BEGIN DATASET EXCERPTS

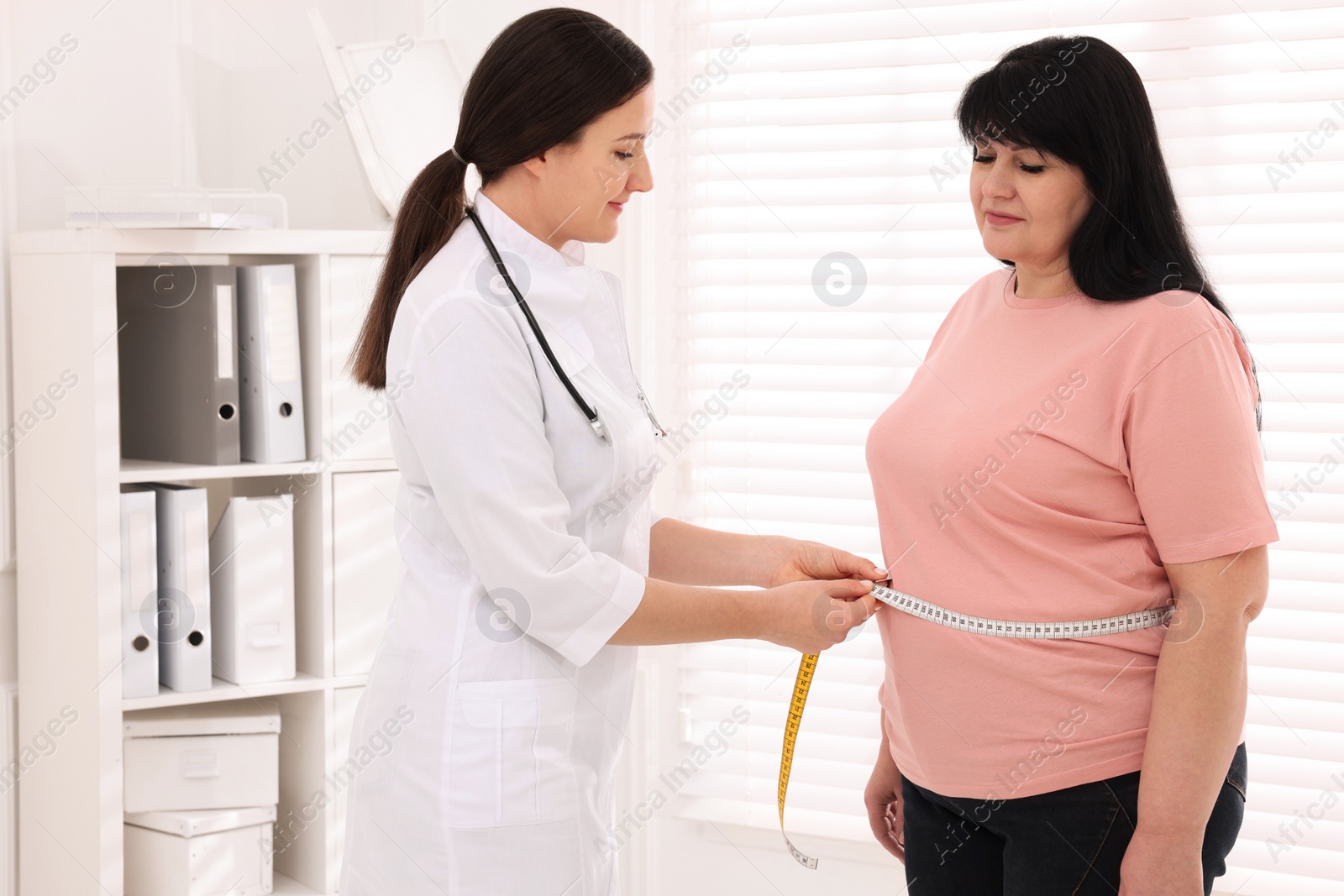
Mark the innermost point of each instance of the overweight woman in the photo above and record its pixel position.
(1081, 443)
(487, 739)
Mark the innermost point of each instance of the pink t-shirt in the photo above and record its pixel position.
(1043, 463)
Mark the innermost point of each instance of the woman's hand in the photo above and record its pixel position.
(1162, 866)
(813, 616)
(799, 560)
(886, 808)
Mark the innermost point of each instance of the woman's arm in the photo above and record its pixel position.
(1200, 705)
(690, 553)
(806, 616)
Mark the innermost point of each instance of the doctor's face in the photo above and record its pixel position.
(588, 184)
(1027, 203)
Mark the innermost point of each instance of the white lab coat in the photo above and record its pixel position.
(483, 759)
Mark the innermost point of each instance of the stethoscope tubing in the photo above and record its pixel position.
(591, 412)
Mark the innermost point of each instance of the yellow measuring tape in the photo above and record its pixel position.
(790, 735)
(1135, 621)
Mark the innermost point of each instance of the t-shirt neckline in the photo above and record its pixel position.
(1012, 300)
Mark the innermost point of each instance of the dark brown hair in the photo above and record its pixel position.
(541, 82)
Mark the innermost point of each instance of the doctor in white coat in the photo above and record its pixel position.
(487, 739)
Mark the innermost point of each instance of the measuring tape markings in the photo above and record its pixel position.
(963, 622)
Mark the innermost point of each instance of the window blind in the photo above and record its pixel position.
(832, 132)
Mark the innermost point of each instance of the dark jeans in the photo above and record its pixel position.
(1066, 842)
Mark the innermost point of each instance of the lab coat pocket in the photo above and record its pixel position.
(510, 757)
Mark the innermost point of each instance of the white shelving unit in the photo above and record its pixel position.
(67, 476)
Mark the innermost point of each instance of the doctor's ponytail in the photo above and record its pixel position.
(541, 82)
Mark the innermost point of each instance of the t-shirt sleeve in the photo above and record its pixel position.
(1194, 452)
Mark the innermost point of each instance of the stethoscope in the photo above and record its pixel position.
(589, 411)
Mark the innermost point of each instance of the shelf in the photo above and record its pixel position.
(222, 689)
(201, 242)
(371, 465)
(282, 886)
(138, 470)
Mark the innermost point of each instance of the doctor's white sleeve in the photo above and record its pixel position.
(475, 416)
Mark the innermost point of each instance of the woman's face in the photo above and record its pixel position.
(1027, 203)
(584, 186)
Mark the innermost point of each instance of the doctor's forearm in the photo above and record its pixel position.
(689, 553)
(674, 613)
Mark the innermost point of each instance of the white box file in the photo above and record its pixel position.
(202, 757)
(139, 594)
(270, 390)
(252, 590)
(199, 853)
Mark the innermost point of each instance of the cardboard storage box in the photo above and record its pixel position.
(202, 757)
(199, 853)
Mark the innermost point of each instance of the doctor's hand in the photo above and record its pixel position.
(795, 560)
(813, 616)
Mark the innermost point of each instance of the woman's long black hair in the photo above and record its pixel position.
(1079, 100)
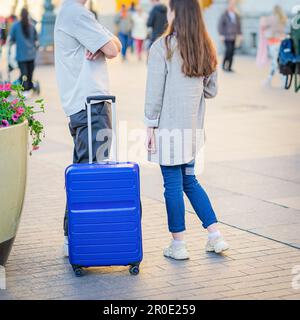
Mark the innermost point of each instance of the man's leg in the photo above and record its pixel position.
(231, 54)
(101, 120)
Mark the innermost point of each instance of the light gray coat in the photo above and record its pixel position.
(175, 106)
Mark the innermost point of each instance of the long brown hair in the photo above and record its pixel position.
(195, 45)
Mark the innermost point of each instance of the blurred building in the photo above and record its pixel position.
(251, 11)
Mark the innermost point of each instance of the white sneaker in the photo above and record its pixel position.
(66, 247)
(217, 245)
(177, 252)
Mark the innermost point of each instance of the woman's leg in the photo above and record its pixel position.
(198, 198)
(172, 176)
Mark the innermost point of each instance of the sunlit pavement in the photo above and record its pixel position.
(251, 175)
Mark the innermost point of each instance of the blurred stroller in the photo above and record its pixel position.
(289, 54)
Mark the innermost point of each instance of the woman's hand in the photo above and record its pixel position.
(92, 57)
(150, 141)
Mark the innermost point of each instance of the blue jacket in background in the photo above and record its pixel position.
(26, 47)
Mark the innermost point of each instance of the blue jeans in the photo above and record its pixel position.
(124, 38)
(179, 179)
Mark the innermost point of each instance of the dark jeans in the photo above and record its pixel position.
(101, 119)
(178, 180)
(229, 54)
(26, 70)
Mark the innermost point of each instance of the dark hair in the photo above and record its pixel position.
(194, 43)
(25, 22)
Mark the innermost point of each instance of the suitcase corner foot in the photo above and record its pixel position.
(134, 269)
(77, 270)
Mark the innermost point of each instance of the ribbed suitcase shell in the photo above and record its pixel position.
(104, 211)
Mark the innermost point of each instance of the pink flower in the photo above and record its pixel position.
(15, 117)
(5, 87)
(20, 111)
(5, 123)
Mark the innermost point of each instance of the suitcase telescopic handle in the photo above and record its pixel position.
(95, 100)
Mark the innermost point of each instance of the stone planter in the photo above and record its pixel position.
(13, 170)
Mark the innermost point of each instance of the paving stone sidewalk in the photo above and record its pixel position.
(252, 178)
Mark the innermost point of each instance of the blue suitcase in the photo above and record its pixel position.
(104, 209)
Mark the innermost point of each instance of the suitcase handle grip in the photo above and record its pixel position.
(94, 100)
(101, 98)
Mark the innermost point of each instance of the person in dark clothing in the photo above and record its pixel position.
(229, 29)
(24, 34)
(157, 20)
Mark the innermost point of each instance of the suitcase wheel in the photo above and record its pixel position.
(77, 270)
(134, 270)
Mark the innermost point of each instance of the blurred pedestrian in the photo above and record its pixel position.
(274, 30)
(139, 30)
(181, 75)
(230, 32)
(124, 24)
(157, 20)
(132, 10)
(24, 35)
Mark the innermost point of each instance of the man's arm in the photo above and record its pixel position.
(95, 37)
(110, 50)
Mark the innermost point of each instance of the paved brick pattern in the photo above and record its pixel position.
(254, 268)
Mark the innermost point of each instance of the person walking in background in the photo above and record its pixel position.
(24, 35)
(139, 30)
(181, 74)
(123, 22)
(157, 20)
(274, 30)
(230, 31)
(82, 46)
(132, 10)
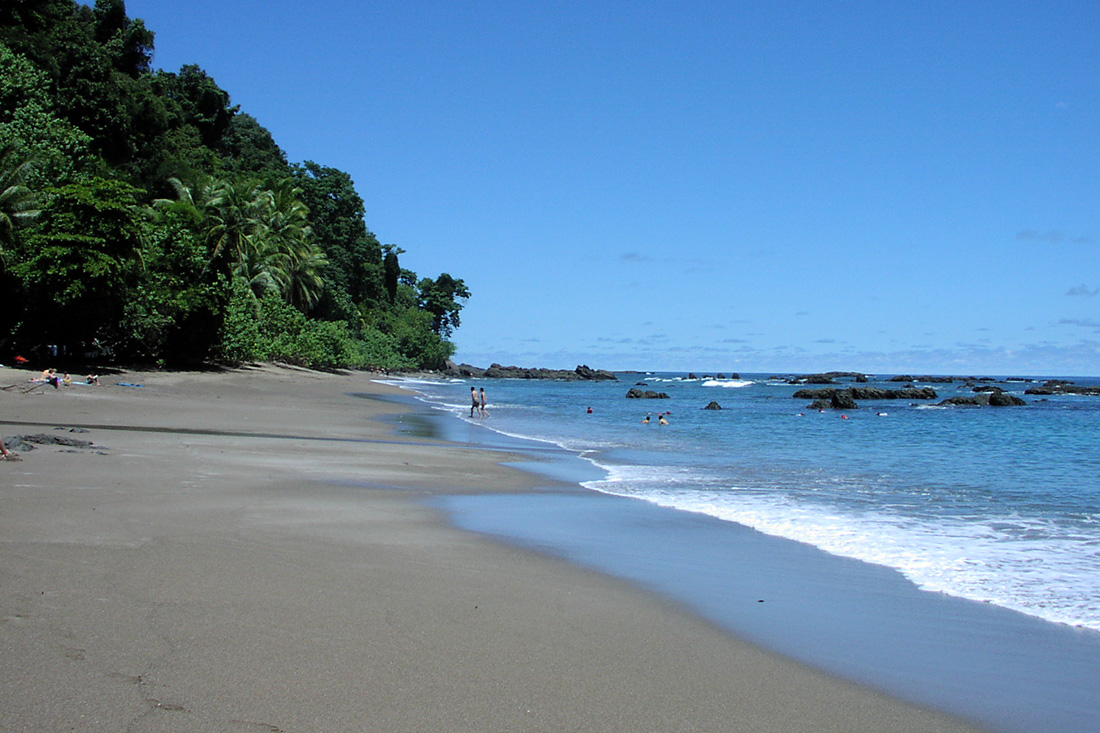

END DATASET EXCERPTS

■ **WHAT NEEDS TO BE DONE**
When you repeat the lines above, keep them exact and leave out each image they contain.

■ **EXERCISE ANSWER**
Mark the innermost point of each instance of the overweight woman in the photo above and record its pixel position.
(1081, 443)
(487, 739)
Mark the innermost point of each instance of the pink t-shirt in the photo above and record its pixel position.
(1043, 463)
Mark the innermost point of each instance of the woman's hand in the photo above and record its pixel position.
(1162, 866)
(813, 616)
(799, 560)
(886, 808)
Mark the innermost point of each instance of the woman's arm in the photo above and record its pixel position.
(1200, 705)
(690, 553)
(806, 616)
Mark the innermost point of each instance of the doctor's face in the photo above and record its pixel position.
(588, 184)
(1027, 203)
Mark the innermost point of each instance of the white lab coat in the photo above and record its pixel position.
(483, 759)
Mark the innermost point of each instance of the stethoscope tubing in the photo above and record its pixel position.
(591, 412)
Mark the innermost point of each instance of the yellow measuring tape in the photo above and record its pixel position.
(790, 735)
(1135, 621)
Mark the innermost point of each instance of the t-shirt neckline in the photo above and record its pixel position.
(1012, 300)
Mark the innermost point of each instance of the dark brown hair in the photo above and record its pixel position.
(541, 82)
Mark the innermost point of each instance of the doctor in white coat in the photo above and record its pixel position.
(487, 739)
Mark the innermost point of each instance of the measuring tape markings in the photo above and record its pixel position.
(963, 622)
Mark the innermost point of each instance of the window blind in the photo above and record its pixel position.
(832, 132)
Mark the innermost point of each instance of the dark jeans in the photo above and record its pixel position.
(1066, 842)
Mark the innermost point of each instance of the lab coat pocket in the photo above and record its pixel position.
(510, 757)
Mark the innermost point of each instance of the white shelving unit in the photo above and record its pixel position.
(67, 476)
Mark the innermost point of each instance of the doctor's ponytail in the photo above and record its pixel position.
(541, 82)
Mark the innermost point of each instance of the t-shirt sleeve in the photo above and record its pixel position.
(1194, 452)
Mark the innermost point of each instance of the stethoscope in the photo above and record its pixel position.
(589, 411)
Mark the innermost point of each instance of the shelf in the photo above and record its pixel position.
(222, 689)
(201, 242)
(371, 465)
(282, 886)
(138, 470)
Mark the innermost point of each instance of the doctor's white sleeve in the photo above and record its pixel position.
(475, 416)
Mark the innermost point of each instance of the woman's face in the photo above and record its pixel position.
(1027, 203)
(584, 186)
Mark the innermost point of each instance of the doctor's forearm in the photo above and record its pixel position.
(689, 553)
(674, 613)
Mark the innermost point of each instance of the white box file in the photo above and record its pixel position.
(202, 757)
(139, 594)
(270, 390)
(252, 590)
(199, 853)
Mark the innermost point of each instance of the cardboard storage box in the photo above and record its pixel position.
(202, 757)
(199, 853)
Mark the innermost point of each instance of the doctor's hand in the photo above and record its pixel position.
(795, 560)
(813, 616)
Mark the innermost point of each instance of the woman's long black hair in the photo above and record its pixel position.
(1079, 100)
Mark the innermost point of each instance of the man's leg in the photo above and record its pixel position.
(231, 54)
(101, 120)
Mark the innermost point of each instance of the light gray coat in the photo above and record its pixel position.
(175, 106)
Mark the innermost point of each instance of the long brown hair in the photo above and record its pixel position.
(195, 45)
Mark the innermost point of each instance of the blurred building in the photo above and record its pixel position.
(251, 11)
Mark the innermost point of each instance of the white sneaker in the photo above and record its pixel position.
(66, 247)
(217, 245)
(177, 252)
Mark the innermost point of each instance of the woman's leg in the photo above and record its pixel position.
(198, 198)
(172, 176)
Mark the innermost point of each instance of the sunlit pavement in the photo above and record its pixel position.
(251, 175)
Mark the innermost point of each instance of the blurred stroller in the photo above and record its pixel position.
(289, 54)
Mark the innermost point of each instance of the woman's hand in the photo above and record its pixel position.
(92, 57)
(150, 141)
Mark the innermost point of each instance of the blue jacket in background in the photo above and record its pixel position.
(26, 47)
Mark the innermost point of each instance of the blue jeans in the photo above and record its pixel position.
(124, 38)
(179, 179)
Mark the innermost point of each instance of the dark jeans in the photo above and record its pixel position.
(101, 119)
(178, 180)
(229, 54)
(26, 70)
Mark the innermost point of each instance of the dark hair in the photo above and record its pixel position.
(194, 43)
(25, 22)
Mark the innermost point of each instance of the suitcase corner foot in the photo above and record its pixel position.
(134, 269)
(77, 270)
Mark the innermost point of each instance of the ribbed suitcase shell in the photo above and record its pixel position.
(104, 211)
Mark the innermost point of each instance of the pink flower in the photo above and record its pixel position.
(15, 117)
(5, 87)
(20, 111)
(5, 123)
Mark the innermost point of each instance of the suitcase telescopic handle in the photo above and record its pixel position.
(95, 100)
Mark the innermost point of each instance of the stone planter in the photo above and record its pixel position.
(13, 170)
Mark the innermost point of each instance of the paving stone sidewalk in the photo above and record its pixel position.
(252, 178)
Mark the innermost point of each instance of the blue suitcase in the photo above and record its pixel position.
(104, 209)
Mark the innermost point of each instance of the suitcase handle grip in the photo above and record its pixel position.
(94, 100)
(101, 98)
Mark the innermost point of each instance of the person in dark clothing in the photo above and record its pixel position.
(229, 29)
(24, 34)
(157, 20)
Mark the innermost point of each instance of the suitcase wheel in the photo above and record its pixel position.
(77, 270)
(134, 270)
Mark the innermost point of each instance of the blurred pedestrian in the photo above and record its pixel position.
(274, 30)
(139, 30)
(181, 75)
(230, 32)
(124, 24)
(157, 20)
(132, 10)
(24, 35)
Mark the innermost point of each instance of the man's arm in the photo above and record its pixel position.
(95, 37)
(110, 50)
Mark the innermost point of each instance of the paved brick pattern in the photo above and record its pixel position.
(254, 268)
Mark the innermost point of each instance of the person walking in background in the photo above and record its pixel position.
(24, 35)
(139, 30)
(181, 74)
(123, 22)
(157, 20)
(274, 30)
(230, 31)
(82, 46)
(132, 10)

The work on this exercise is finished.